══ GIVEN RECORDS ══

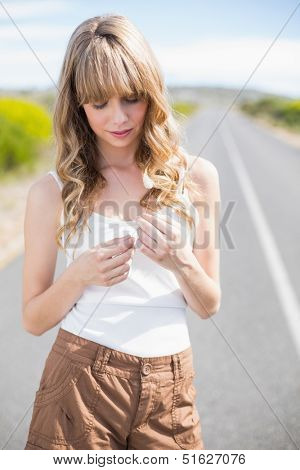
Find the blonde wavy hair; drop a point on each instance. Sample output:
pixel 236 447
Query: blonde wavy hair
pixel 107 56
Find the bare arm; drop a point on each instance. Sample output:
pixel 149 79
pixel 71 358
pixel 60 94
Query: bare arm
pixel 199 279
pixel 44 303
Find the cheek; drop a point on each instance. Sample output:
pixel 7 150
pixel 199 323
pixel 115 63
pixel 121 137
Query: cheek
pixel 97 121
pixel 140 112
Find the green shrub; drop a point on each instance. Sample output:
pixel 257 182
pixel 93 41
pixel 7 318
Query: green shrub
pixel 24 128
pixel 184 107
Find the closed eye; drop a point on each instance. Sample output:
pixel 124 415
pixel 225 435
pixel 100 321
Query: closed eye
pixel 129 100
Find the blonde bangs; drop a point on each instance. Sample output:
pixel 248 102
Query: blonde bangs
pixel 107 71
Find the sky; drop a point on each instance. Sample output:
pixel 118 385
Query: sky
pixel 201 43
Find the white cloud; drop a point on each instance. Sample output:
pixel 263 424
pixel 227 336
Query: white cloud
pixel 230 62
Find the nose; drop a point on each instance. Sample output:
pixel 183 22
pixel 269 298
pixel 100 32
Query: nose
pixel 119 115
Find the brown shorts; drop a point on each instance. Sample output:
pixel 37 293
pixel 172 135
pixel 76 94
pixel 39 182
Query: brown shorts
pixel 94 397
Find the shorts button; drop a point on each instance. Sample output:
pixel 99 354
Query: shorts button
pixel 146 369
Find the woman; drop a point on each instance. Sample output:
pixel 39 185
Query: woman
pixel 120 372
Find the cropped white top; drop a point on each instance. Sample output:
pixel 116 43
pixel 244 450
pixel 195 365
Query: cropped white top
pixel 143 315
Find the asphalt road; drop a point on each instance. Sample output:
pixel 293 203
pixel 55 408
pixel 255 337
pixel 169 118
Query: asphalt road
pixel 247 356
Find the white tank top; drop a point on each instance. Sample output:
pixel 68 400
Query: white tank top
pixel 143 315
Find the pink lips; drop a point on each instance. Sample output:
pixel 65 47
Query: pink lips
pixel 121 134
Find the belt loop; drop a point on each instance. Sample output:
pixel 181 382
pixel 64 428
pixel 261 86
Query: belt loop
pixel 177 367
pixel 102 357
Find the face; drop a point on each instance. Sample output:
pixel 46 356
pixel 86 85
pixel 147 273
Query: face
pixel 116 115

═══
══ GIVEN RECORDS ══

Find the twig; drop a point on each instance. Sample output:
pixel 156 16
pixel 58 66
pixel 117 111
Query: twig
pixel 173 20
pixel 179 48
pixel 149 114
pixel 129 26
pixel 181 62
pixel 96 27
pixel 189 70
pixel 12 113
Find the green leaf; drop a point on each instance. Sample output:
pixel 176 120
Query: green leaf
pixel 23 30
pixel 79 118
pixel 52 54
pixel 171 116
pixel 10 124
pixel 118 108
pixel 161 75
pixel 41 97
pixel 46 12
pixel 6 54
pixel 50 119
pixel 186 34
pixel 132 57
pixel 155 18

═══

EXERCISE OBJECTIVE:
Can you reproduce verbatim the lines starting at the one containing "Find the shorts" and ending at the one containing "pixel 102 357", with both of those lines included?

OUTPUT FOR THIS EXERCISE:
Find the shorts button; drop a point on each instance. Sample output:
pixel 99 354
Query: shorts button
pixel 146 369
Find the woman; drop a point on each instance. Sample output:
pixel 39 185
Query: woman
pixel 120 372
Find the cropped white top; drop a point on each instance. Sample output:
pixel 116 43
pixel 244 450
pixel 195 365
Query: cropped white top
pixel 143 315
Find the asphalt road; drop a point on each instance. Sample output:
pixel 293 203
pixel 55 408
pixel 255 337
pixel 169 118
Query: asphalt road
pixel 247 356
Find the white tank top; drop a point on each instance. Sample output:
pixel 68 400
Query: white tank top
pixel 143 315
Find the pink lips; drop a point on each instance. Sample output:
pixel 65 47
Query: pink lips
pixel 121 134
Find the belt loop; drop a point on each instance. Sample output:
pixel 181 382
pixel 64 428
pixel 261 86
Query: belt loop
pixel 177 367
pixel 102 357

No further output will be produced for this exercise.